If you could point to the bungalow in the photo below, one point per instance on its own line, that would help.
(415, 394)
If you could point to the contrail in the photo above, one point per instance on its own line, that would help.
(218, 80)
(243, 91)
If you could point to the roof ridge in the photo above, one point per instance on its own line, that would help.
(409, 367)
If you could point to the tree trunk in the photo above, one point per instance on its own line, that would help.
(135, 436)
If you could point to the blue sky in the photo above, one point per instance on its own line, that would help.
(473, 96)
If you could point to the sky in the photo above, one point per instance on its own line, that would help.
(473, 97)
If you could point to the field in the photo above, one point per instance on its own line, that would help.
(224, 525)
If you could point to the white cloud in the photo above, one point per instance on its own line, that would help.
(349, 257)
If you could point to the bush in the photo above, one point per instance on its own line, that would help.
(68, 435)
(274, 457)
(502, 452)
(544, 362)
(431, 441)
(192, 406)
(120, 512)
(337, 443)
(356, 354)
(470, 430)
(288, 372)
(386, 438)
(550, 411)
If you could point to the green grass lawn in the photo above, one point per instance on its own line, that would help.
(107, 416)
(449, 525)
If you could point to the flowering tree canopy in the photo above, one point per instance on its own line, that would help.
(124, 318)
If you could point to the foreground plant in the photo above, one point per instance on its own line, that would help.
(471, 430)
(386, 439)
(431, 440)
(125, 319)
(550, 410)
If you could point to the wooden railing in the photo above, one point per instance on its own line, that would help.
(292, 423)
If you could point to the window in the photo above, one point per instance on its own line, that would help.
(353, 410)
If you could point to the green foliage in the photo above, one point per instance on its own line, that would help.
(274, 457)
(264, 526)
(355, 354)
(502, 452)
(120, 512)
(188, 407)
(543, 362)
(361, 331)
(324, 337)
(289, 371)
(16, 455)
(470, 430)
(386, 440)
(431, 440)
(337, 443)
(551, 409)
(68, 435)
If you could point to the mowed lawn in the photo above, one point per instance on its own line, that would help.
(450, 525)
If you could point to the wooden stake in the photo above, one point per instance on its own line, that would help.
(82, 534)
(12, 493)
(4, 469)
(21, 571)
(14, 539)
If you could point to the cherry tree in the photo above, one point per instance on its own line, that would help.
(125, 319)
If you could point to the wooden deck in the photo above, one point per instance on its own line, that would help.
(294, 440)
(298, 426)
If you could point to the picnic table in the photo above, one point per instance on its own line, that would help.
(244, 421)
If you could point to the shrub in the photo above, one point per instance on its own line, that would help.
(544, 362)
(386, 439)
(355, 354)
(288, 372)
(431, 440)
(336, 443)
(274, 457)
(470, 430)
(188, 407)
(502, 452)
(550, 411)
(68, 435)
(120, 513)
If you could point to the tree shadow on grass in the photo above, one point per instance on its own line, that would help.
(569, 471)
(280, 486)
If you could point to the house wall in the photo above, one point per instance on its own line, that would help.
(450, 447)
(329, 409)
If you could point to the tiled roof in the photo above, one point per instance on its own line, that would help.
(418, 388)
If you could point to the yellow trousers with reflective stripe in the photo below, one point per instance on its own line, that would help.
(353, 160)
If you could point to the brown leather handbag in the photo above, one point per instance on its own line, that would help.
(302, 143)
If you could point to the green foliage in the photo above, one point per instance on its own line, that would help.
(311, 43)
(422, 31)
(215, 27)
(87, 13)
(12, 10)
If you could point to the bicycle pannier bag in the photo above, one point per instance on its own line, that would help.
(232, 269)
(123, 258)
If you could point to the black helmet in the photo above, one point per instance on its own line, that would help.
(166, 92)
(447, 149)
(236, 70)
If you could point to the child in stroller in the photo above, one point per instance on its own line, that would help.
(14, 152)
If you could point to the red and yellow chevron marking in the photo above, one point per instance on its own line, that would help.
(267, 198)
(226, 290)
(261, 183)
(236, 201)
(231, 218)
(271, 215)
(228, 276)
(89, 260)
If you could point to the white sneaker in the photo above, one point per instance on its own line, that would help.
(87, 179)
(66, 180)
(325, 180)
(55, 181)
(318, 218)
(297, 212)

*WHAT IS BEING ASKED*
Restate all of the entries exactly, please.

*OUTPUT OF THE TASK*
If you could point to the bungalow in the photo below, one point per instance on its own line, that would help.
(415, 394)
If you could point to the contrail in the photo above, one point per instance on its own line, that would help.
(218, 80)
(243, 91)
If you could point to the roof ridge in the photo above, one point per instance on its own line, that would help.
(409, 367)
If you could point to the tree trunk in the photo above, one point per instance on its own line, that would help.
(135, 436)
If you could point to the blue sky in the photo above, one point per instance on its own line, that would help.
(473, 96)
If you could point to the sky in the photo above, one point per instance on its own line, that would help.
(473, 97)
If you could point to the field in the photo above, one point per instance on its own line, that would help.
(224, 525)
If you could point to the white cloud in the photo above, one point per instance on its own line, that would help.
(349, 257)
If you could point to the bush in the photo above, one point per instance on its own line, that would help.
(68, 435)
(274, 457)
(502, 452)
(544, 362)
(431, 441)
(192, 406)
(120, 512)
(337, 443)
(356, 354)
(470, 430)
(288, 372)
(386, 438)
(550, 411)
If you could point to the green grass lawn in the photo above, one point per instance on its own line, that would help.
(107, 416)
(449, 525)
If you could point to the flowering tree canopy in the photo above, one point per instance on its own line, that would help.
(124, 318)
If you could point to the foreground plant in the photo above, one point per instance on its own line, that would help.
(471, 430)
(386, 439)
(431, 440)
(125, 319)
(550, 410)
If you could point to the wooden railing in the photo above, one point per instance on its own line, that would help.
(292, 423)
If you could point to the window in the photo above, one point per instance on its own line, that would help.
(353, 410)
If you could point to the green foliage in the photo above, one point per instance on its own line, that would help.
(274, 457)
(264, 526)
(355, 354)
(502, 452)
(120, 512)
(188, 407)
(543, 362)
(361, 331)
(324, 337)
(289, 371)
(16, 455)
(470, 430)
(386, 440)
(431, 440)
(337, 443)
(551, 409)
(68, 435)
If you could point to the mowed lawn in the photo above, one point per instance on its own line, that would help.
(450, 525)
If you could point to the wooden stake in the photo above, one point per instance on its own line, that would help.
(82, 534)
(12, 493)
(4, 469)
(21, 571)
(14, 539)
If you could point to the cherry tree in the photo above, one point per instance on its own line, that would help.
(125, 319)
If you could point to the wooden deck in the photo above, one point per instance on its own line, that would help.
(294, 440)
(298, 426)
If you could point to the picnic table in the photo above, one point per instance on its own line, that would help.
(244, 421)
If you could point to the shrub in the photo above, one point per instance on its own line, that would help.
(544, 362)
(386, 439)
(355, 354)
(288, 372)
(431, 440)
(336, 443)
(274, 457)
(470, 430)
(188, 407)
(502, 452)
(550, 411)
(68, 435)
(120, 513)
If you could point to the tree shadow on grass in the photo above, one point per instance on its own line, that would help.
(569, 471)
(280, 486)
If you could point to the house wall in the photo above, one point per instance on its own line, that would help.
(450, 447)
(329, 409)
If you could point to the tiled roof in the photo above, one point per instance on its own line, that would help.
(418, 388)
If you could point to the yellow trousers with reflective stripe in the photo below, one point per instance on its own line, that would help.
(353, 160)
If you could point to the brown leather handbag in the photo above, one point per instance on its own line, that would help.
(302, 143)
If you could point to the green foliage in the photo above, one point per instance on its own line, that would help.
(311, 43)
(422, 31)
(215, 27)
(87, 13)
(12, 10)
If you could point to the bicycle pannier bag in the photo above, one point per instance on its own line, that would help.
(232, 269)
(123, 258)
If you could point to the black helmet in the photo above, one point per instance on its own line, that would help.
(166, 92)
(447, 149)
(236, 70)
If you could point to the child in stroller in the photo above, one point per instance on its own line, that would help.
(14, 152)
If you could point to the red and yellow chevron marking in the photo above, one point per instance on its own line, that would help.
(267, 198)
(226, 290)
(261, 183)
(236, 201)
(231, 218)
(271, 215)
(228, 276)
(89, 260)
If you could point to the white sneaker in the photo above, one point per instance on its own line, that would help.
(87, 179)
(66, 180)
(325, 180)
(55, 181)
(318, 218)
(297, 212)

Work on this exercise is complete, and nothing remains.